▸ **Goal of the exercise**
Reproduce every one of the records below verbatim, line by line and in the same order.

▸ **Listed entries**
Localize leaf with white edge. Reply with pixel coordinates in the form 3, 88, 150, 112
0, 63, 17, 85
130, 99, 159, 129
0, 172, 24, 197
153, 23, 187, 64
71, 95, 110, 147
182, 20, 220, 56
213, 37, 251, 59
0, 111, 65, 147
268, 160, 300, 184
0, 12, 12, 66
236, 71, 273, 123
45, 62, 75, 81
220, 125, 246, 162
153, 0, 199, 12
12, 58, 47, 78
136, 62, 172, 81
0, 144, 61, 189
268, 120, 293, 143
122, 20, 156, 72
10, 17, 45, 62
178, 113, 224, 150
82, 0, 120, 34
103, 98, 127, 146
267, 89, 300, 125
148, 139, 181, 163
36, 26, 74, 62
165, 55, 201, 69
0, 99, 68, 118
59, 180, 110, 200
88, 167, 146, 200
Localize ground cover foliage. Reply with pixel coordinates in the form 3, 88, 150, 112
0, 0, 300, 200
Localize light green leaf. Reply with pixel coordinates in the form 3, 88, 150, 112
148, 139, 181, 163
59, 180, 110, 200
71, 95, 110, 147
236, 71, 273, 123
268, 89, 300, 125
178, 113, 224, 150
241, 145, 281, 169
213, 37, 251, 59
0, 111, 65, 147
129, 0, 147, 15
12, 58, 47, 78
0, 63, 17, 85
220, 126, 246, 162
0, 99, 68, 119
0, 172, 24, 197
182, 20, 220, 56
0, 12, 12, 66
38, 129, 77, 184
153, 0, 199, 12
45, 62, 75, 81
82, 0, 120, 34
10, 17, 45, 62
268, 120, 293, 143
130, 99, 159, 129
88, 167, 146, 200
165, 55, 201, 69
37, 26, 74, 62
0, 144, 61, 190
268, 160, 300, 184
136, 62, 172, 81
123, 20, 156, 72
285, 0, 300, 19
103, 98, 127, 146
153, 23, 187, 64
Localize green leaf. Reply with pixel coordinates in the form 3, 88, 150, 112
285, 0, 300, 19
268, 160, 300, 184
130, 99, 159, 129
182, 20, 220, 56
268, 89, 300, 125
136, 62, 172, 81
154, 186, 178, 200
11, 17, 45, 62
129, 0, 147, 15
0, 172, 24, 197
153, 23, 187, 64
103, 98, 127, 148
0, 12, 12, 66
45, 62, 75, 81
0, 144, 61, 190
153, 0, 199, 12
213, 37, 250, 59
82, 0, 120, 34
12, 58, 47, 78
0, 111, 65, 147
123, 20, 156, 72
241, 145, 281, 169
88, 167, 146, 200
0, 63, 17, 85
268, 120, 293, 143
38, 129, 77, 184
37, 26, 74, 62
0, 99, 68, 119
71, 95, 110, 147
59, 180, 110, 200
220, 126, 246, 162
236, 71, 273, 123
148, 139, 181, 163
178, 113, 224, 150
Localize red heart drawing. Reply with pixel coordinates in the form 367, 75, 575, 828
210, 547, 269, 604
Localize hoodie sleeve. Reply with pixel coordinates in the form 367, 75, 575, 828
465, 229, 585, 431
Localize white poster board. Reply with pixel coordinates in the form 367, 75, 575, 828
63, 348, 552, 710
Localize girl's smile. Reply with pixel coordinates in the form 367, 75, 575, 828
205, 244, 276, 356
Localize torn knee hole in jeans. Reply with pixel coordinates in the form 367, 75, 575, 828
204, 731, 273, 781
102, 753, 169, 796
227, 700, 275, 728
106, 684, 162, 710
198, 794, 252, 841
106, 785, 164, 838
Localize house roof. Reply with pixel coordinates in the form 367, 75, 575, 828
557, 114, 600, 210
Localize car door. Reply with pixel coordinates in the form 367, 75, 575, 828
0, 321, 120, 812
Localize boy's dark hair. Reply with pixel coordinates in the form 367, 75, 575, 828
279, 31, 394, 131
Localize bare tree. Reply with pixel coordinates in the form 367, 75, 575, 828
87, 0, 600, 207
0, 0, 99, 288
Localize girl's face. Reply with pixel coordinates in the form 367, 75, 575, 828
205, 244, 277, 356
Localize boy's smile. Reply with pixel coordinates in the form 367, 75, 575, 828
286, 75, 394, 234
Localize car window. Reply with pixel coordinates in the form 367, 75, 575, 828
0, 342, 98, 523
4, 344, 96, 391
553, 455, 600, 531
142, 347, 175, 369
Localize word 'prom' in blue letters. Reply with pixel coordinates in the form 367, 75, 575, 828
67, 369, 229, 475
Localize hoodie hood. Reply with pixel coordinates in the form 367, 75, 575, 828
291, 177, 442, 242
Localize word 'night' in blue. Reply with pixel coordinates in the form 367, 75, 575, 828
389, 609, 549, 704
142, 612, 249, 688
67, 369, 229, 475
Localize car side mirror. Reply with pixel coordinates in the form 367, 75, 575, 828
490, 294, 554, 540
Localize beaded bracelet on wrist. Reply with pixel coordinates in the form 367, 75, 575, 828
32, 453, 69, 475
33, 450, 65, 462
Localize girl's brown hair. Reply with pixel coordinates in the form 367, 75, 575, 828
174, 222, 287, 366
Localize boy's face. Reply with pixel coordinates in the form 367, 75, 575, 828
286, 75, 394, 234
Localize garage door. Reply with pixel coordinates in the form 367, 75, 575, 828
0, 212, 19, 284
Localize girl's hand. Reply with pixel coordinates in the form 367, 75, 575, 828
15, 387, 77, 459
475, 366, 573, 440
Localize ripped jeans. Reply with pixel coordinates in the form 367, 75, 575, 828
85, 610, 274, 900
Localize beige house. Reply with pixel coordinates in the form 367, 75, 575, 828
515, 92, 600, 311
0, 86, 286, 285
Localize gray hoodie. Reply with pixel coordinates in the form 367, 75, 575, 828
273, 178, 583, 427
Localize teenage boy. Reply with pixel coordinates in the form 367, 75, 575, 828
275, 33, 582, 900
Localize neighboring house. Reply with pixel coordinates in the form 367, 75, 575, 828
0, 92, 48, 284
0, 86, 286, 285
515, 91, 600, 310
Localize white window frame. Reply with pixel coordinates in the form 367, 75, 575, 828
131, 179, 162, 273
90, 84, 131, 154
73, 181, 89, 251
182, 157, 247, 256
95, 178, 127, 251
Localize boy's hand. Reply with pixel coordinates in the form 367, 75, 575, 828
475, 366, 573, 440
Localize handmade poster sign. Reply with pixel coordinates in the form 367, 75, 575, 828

▸ **Exercise response**
Localize leaf with white edge. Reply with pixel coordinates in the form 3, 88, 150, 112
0, 63, 17, 85
130, 99, 159, 129
0, 172, 24, 197
153, 23, 187, 64
71, 95, 110, 147
182, 20, 220, 56
213, 37, 251, 59
0, 111, 65, 147
268, 160, 300, 184
0, 12, 12, 66
236, 71, 273, 123
45, 62, 75, 81
220, 125, 246, 162
153, 0, 199, 12
12, 58, 47, 78
136, 62, 172, 81
0, 144, 61, 189
268, 120, 293, 143
122, 20, 156, 72
10, 17, 45, 62
178, 113, 224, 150
82, 0, 120, 34
103, 98, 127, 146
267, 89, 300, 125
148, 139, 181, 163
36, 26, 74, 62
165, 55, 201, 69
0, 99, 68, 118
59, 180, 110, 200
88, 167, 146, 200
Localize ground cover foliage. Reply with pixel coordinates in the form 3, 88, 150, 112
0, 0, 300, 200
Localize light green leaf. Reply with pixel coordinates in the form 3, 88, 150, 112
148, 139, 181, 163
59, 180, 110, 200
71, 95, 110, 147
236, 71, 273, 123
268, 89, 300, 125
178, 113, 224, 150
241, 145, 281, 169
213, 37, 251, 59
0, 111, 65, 147
129, 0, 147, 15
12, 58, 47, 78
0, 63, 17, 85
220, 126, 246, 162
0, 99, 68, 119
0, 172, 24, 197
182, 20, 220, 56
0, 12, 12, 66
38, 129, 77, 184
153, 0, 199, 12
45, 62, 75, 81
82, 0, 120, 34
10, 17, 45, 62
268, 120, 293, 143
130, 99, 159, 129
88, 167, 146, 200
165, 55, 201, 69
37, 26, 74, 62
0, 144, 61, 190
268, 160, 300, 184
136, 62, 172, 81
123, 20, 156, 72
285, 0, 300, 19
103, 98, 127, 146
153, 23, 187, 64
Localize green leaf. Reply with pixel coordinates in the form 3, 88, 150, 112
285, 0, 300, 19
268, 160, 300, 184
130, 99, 159, 129
182, 20, 220, 56
268, 89, 300, 125
136, 62, 172, 81
154, 186, 178, 200
11, 17, 45, 62
129, 0, 147, 15
0, 172, 24, 197
153, 23, 187, 64
103, 98, 127, 148
0, 12, 12, 66
45, 62, 75, 81
0, 144, 61, 190
153, 0, 199, 12
213, 37, 250, 59
82, 0, 120, 34
12, 58, 47, 78
0, 111, 65, 147
123, 20, 156, 72
241, 145, 281, 169
88, 167, 146, 200
0, 63, 17, 85
268, 120, 293, 143
38, 129, 77, 184
37, 26, 74, 62
0, 99, 68, 119
71, 95, 110, 147
59, 180, 110, 200
220, 126, 246, 162
236, 71, 273, 123
148, 139, 181, 163
178, 113, 224, 150
Localize red heart drawing. Reply with pixel coordinates in the form 367, 75, 575, 828
210, 547, 269, 604
Localize hoodie sleeve. Reply with pixel coordinates in the form 367, 75, 575, 828
465, 229, 585, 431
Localize white poster board. Reply with pixel coordinates in the form 367, 75, 575, 828
63, 348, 552, 710
Localize girl's smile. Reply with pixel coordinates in the form 367, 75, 575, 828
205, 244, 276, 356
Localize torn knee hole in jeans. Reply with pixel coordinates in the form 367, 75, 575, 828
204, 731, 273, 781
102, 753, 169, 796
227, 700, 275, 728
106, 684, 162, 710
198, 794, 252, 841
106, 785, 164, 838
Localize house roof. Reply with pixel coordinates in the form 367, 75, 575, 828
557, 114, 600, 210
Localize car door. Reply with pixel coordinates in the form 367, 75, 575, 828
0, 321, 120, 812
Localize boy's dark hair. Reply with pixel coordinates in the form 367, 75, 575, 828
279, 31, 394, 131
Localize bare tree. Reply with pixel coordinates in the form 367, 75, 575, 828
87, 0, 600, 207
0, 0, 99, 288
Localize girl's face. Reply with pixel coordinates in the form 367, 75, 575, 828
205, 244, 277, 356
Localize boy's smile. Reply with pixel coordinates in the form 367, 75, 575, 828
286, 75, 394, 234
Localize car window. Reply with pixel coordinates in the form 367, 75, 575, 828
0, 342, 98, 523
4, 344, 96, 391
553, 455, 600, 531
142, 347, 175, 369
Localize word 'prom' in blue letters. Reply with pixel coordinates in the form 367, 75, 575, 828
67, 369, 229, 475
Localize hoodie hood. Reply with pixel coordinates in the form 367, 75, 575, 828
291, 177, 442, 242
Localize word 'night' in blue. Reply with pixel coordinates in the form 367, 75, 575, 828
389, 609, 549, 704
142, 612, 249, 688
67, 369, 229, 475
Localize car side mirror. Reply with pixel coordinates in the form 367, 75, 575, 828
490, 294, 554, 540
Localize beaded bracelet on wrist. Reply with pixel coordinates in the form 367, 75, 575, 828
32, 453, 69, 475
33, 450, 65, 462
Localize girl's brown hair. Reply with pixel coordinates in the form 367, 75, 575, 828
174, 222, 287, 366
Localize boy's face. Reply with pixel coordinates in the form 367, 75, 575, 828
286, 75, 394, 234
Localize garage door. Reply with pixel coordinates in the form 367, 75, 575, 828
0, 212, 19, 284
Localize girl's hand. Reply with pixel coordinates in the form 367, 75, 575, 828
15, 387, 77, 459
475, 366, 573, 440
Localize ripped jeans. Reply with pixel coordinates in the form 367, 75, 575, 828
85, 610, 274, 900
Localize beige house. Reply with pixel coordinates in the form 367, 75, 575, 828
515, 92, 600, 311
0, 86, 286, 285
Localize gray hoodie. Reply with pixel coordinates in the form 367, 75, 575, 828
273, 178, 583, 427
Localize teenage boy. Reply with pixel coordinates in the form 367, 75, 575, 828
275, 33, 582, 900
Localize neighboring house. Reply with pixel coordinates in the form 367, 75, 575, 828
0, 92, 48, 284
0, 86, 286, 285
515, 91, 600, 310
Localize white window frame. Reply with pixel coordinates in the form 367, 75, 575, 828
131, 179, 162, 273
90, 84, 131, 154
73, 181, 89, 251
182, 157, 247, 256
95, 178, 127, 251
Localize boy's hand. Reply with pixel coordinates in the form 367, 75, 575, 828
475, 366, 573, 440
Localize handmade poster sign. Reply with pixel coordinates in the form 367, 75, 575, 828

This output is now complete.